PROBLEMS AND TASKS ->
A. Return, word for word, everything in the camera-trap analysis walkthrough from "#count number of successful" down to "num_successful_deployments <-length(successful_deployments)".
B. Resume the camera-trap analysis walkthrough after its last line shown, keeping its style.

The number of species (n=31) differs from the WI summary (n=21). It seems there were occasions when the species could not be identified, only the genus (e.g. Martes, Felis, Canis) and there were some photographs that containeded no species (i.e. only ” ” is returned). How often does this happen?
# Count how many times the genus has not been identified, and therefor the photograph does not contain relevant species
empty_genus <- sum(camtraps$genus == "")
# View the count
print(empty_genus)[1] 25692
# Proportion of dataset
proportion <- (empty_genus/nrow(camtraps))*100
print(paste("Percentage of photographs without animal captures:",proportion))[1] "Percentage of photographs without animal captures: 35.8196469899339"
This has happened in >35% of the photographs. Remember that photographs containing humans were already filtered out by WI.
Deployments
We would like to know if all deployments were successful (i.e. the cameras took photos, regardless if animals were detected)
#count number of deployments
unique_deployments <- unique(deployment$deployment_id)
num_all_deployments <- length(unique_deployments)
#count number of successful deployments
successful_deployments<- unique(camtraps$deployment_id)
num_successful_deployments <-length(successful_deployments)
#how many were not successful?
total<-num_all_deployments - num_successful_deployments
print(paste("Number of deployments with no captures:", total))[1] "Number of deployments with no captures: 2"
Two camera stations had no photos, which could be due to malfunction, damage or lost, or simply nothing triggered the sensors. You might want to double check this by downloading again the dataset without filtering humans as the first photograph should contain the researcher holding a white board with deployment info.
Start and End of sampling
First we need to make sure that the start_date and end_date columns are properly formatted as date-time objects.
This also includes standardising the timezones. For example, some of the dates in the dataset are BST (British Summer Time), while others are GMT (Greenwich Mean Time). This is messy because R can only handle one timezone at a time.
lubridate is an awesome package that allows fixing all kind of issues with dates and times. ynd_hms() from lubridate automatically recognises and converts dates with timezones:
# Ensure date variables are character before conversion
deployment$start_date <- as.character(deployment$start_date)
deployment$end_date <- as.character(deployment$end_date)
# Standardize timezones, in this case the dataset had some BST and some GMT dates
deployment$end_date <- gsub("BST", "GMT", deployment$end_date) # Change BST to GMT
deployment$start_date <- gsub("BST", "GMT", deployment$start_date) # Change BST to GMT
# Now convert start_date and end_date to POSIXct format, assuming they are in GMT
deployment$start_date <- ymd_hms(deployment$start_date, tz = "GMT")
deployment$end_date <- ymd_hms(deployment$end_date, tz = "GMT")
# Now adjust the timezone to Europe/Bucharest
deployment$start_date <- with_tz(deployment$start_date, tzone = "Europe/Bucharest")
deployment$end_date <- with_tz(deployment$end_date, tzone = "Europe/Bucharest")
# Check for NAs after conversion to ensure it has been successful
print(sum(is.na(deployment$start_date))) # Should return 0 if conversion is successful[1] 0
print(sum(is.na(deployment$end_date))) # Should return 0 if conversion is successful[1] 0
Now we can work out the start and end of the sampling period across all deployments
# Find the earliest start date
earliest_start_date <- min(deployment$start_date, na.rm = TRUE)

Excerpts from a detection dataset ->
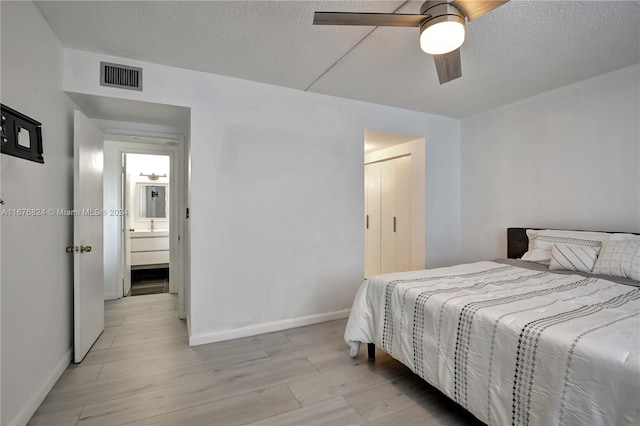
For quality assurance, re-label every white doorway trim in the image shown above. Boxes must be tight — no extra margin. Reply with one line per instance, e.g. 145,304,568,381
100,135,187,318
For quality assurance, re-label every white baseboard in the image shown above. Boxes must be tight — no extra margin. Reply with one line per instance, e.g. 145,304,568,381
189,309,350,346
7,348,73,425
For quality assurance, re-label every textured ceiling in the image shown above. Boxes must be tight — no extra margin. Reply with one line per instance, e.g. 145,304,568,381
37,0,640,117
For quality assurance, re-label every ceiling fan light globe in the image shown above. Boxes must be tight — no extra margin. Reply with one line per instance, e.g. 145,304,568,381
420,20,465,55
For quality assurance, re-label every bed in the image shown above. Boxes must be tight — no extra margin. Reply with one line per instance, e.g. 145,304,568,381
345,228,640,426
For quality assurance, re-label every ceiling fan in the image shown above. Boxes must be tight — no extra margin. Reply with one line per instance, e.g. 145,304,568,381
313,0,509,84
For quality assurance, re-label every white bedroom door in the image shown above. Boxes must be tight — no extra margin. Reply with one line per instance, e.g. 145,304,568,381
365,156,411,278
364,163,380,278
73,111,104,363
120,166,133,297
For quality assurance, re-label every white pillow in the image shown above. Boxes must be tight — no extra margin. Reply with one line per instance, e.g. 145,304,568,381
549,244,600,272
522,229,611,265
593,240,640,281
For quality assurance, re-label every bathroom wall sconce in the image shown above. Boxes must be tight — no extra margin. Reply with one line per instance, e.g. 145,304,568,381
140,173,167,180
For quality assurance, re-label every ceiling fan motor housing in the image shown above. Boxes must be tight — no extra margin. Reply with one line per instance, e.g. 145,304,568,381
420,0,465,26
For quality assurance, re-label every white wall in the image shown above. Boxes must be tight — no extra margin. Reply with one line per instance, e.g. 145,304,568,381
462,65,640,260
0,2,73,425
64,50,460,343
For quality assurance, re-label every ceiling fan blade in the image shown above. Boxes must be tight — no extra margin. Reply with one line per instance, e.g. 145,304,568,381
313,12,430,27
433,49,462,84
451,0,509,21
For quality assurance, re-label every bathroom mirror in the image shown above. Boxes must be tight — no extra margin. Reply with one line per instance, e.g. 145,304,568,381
137,183,169,219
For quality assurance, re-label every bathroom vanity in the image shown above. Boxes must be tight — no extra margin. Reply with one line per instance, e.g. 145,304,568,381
130,229,169,268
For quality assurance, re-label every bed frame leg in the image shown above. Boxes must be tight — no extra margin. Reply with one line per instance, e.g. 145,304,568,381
367,343,376,360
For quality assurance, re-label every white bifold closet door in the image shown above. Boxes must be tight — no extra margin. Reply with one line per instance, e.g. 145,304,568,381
365,156,411,277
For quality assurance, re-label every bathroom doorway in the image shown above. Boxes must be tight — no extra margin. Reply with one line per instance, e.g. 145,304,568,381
104,133,185,318
122,153,171,297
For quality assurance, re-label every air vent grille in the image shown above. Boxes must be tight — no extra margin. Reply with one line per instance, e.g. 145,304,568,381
100,62,142,91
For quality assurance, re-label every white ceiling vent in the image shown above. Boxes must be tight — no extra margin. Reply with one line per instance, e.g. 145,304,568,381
100,62,142,91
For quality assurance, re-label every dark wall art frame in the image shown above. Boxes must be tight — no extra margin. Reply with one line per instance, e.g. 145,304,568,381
0,104,44,163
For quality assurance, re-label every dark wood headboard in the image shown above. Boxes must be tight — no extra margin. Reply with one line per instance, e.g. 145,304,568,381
507,228,640,259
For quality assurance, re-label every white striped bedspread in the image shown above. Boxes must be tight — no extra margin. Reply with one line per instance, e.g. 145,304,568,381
345,262,640,426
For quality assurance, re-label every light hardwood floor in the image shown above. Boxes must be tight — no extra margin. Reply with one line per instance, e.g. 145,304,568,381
29,294,481,426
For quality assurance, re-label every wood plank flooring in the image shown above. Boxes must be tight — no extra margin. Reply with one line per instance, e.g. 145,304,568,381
29,294,481,426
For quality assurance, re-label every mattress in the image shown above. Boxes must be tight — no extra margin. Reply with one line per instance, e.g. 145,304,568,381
345,262,640,426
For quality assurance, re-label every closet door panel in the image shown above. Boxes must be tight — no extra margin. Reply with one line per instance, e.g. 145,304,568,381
379,160,396,274
364,163,381,278
392,156,411,271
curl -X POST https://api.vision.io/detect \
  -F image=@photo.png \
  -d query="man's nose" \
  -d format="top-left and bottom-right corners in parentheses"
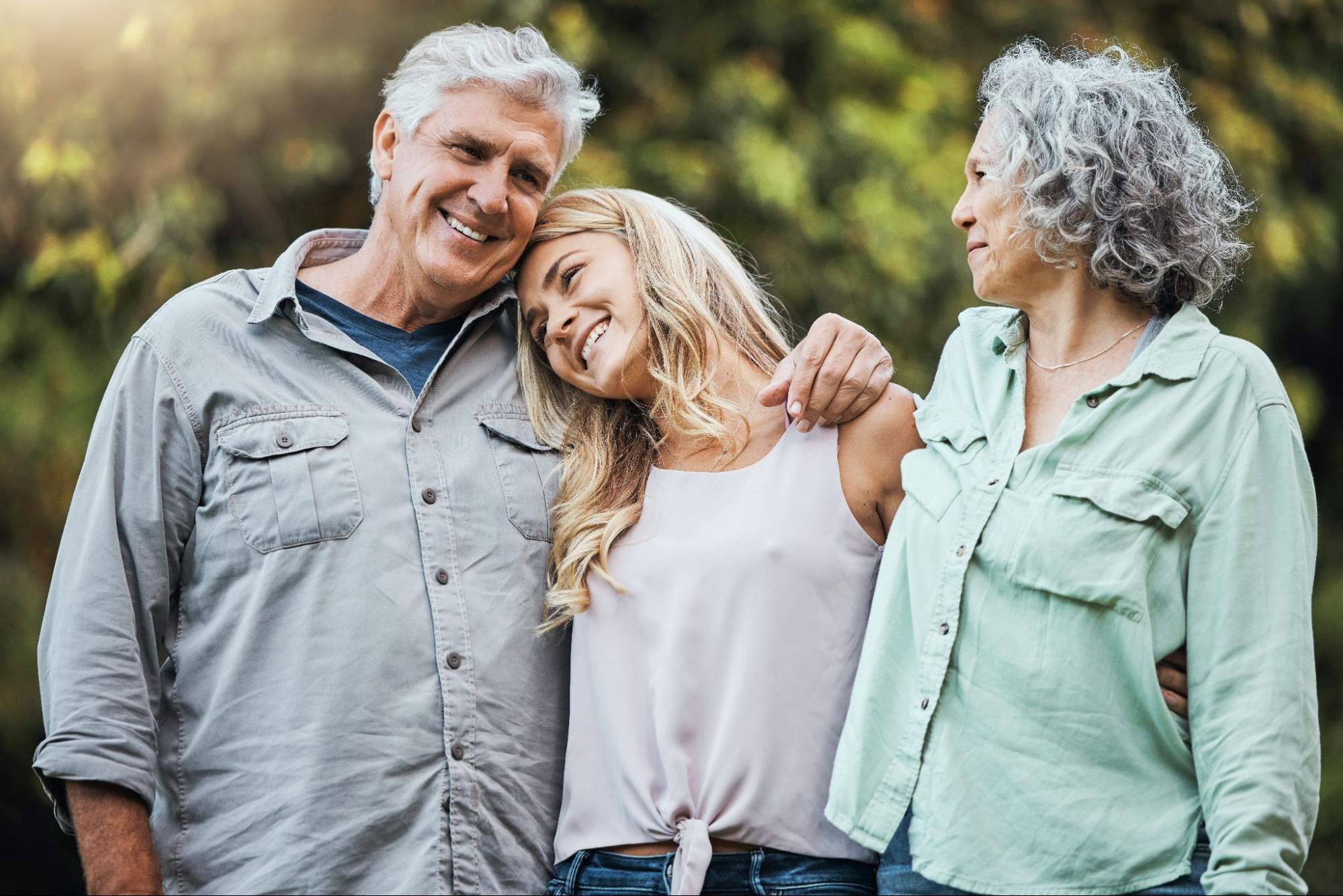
top-left (466, 164), bottom-right (508, 215)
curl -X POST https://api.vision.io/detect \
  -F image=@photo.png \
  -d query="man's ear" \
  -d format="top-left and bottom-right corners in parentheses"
top-left (374, 109), bottom-right (398, 180)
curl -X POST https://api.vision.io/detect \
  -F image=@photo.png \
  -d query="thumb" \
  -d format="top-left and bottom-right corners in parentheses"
top-left (756, 353), bottom-right (793, 407)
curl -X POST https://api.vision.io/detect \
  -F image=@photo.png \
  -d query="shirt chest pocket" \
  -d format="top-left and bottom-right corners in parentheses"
top-left (1010, 463), bottom-right (1190, 622)
top-left (216, 407), bottom-right (364, 553)
top-left (476, 404), bottom-right (560, 541)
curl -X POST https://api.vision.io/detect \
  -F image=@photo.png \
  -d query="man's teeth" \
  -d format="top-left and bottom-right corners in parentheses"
top-left (445, 215), bottom-right (485, 243)
top-left (583, 322), bottom-right (611, 364)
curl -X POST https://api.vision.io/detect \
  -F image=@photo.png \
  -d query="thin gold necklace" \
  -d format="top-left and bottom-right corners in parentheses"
top-left (1026, 317), bottom-right (1152, 371)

OUTPUTS FOR THE TASKS ->
A.
#count number of successful deployments
successful_deployments<- unique(camtraps$deployment_id)
num_successful_deployments <-length(successful_deployments)

B.
# Find the latest end date
latest_end_date <- max(deployment$end_date, na.rm = TRUE)
# View the results
print(paste("Earliest start date:", earliest_start_date))[1] "Earliest start date: 2021-07-15 12:54:47"
print(paste("Latest end date:", latest_end_date))[1] "Latest end date: 2022-06-08 16:56:56"
Deployment interval
It is useful to know the survey effort per station/deployment and identify sources of imbalance or plainly, when things have gone wrong. For this we can calculate the deployment interval: the number of days between start and end date.
# Calculate the interval for each deployment
deployment$interval <- interval(deployment$start_date, deployment$end_date)
# If you want to calculate the duration in days, hours, etc.
deployment$duration_days <- as.numeric(deployment$interval) / (60 * 60 * 24) # Convert to days
# Check the results
print(head(deployment[, c("start_date", "end_date", "duration_days")],5)) start_date end_date duration_days
1 2021-09-21 12:15:00 2021-10-28 17:19:00 37.21111
2 2021-08-10 22:00:00 2021-08-23 18:05:00 12.83681
3 2021-08-10 16:38:00 2021-08-23 11:51:00 12.80069
4 2021-12-07 15:20:32 2022-03-31 16:51:22 114.02141
5 2021-07-20 15:12:00 2021-08-10 17:05:00 21.07847
# Or you can summarise the range of values obtained
summary(deployment$duration_days) Min. 1st Qu. Median Mean 3rd Qu. Max.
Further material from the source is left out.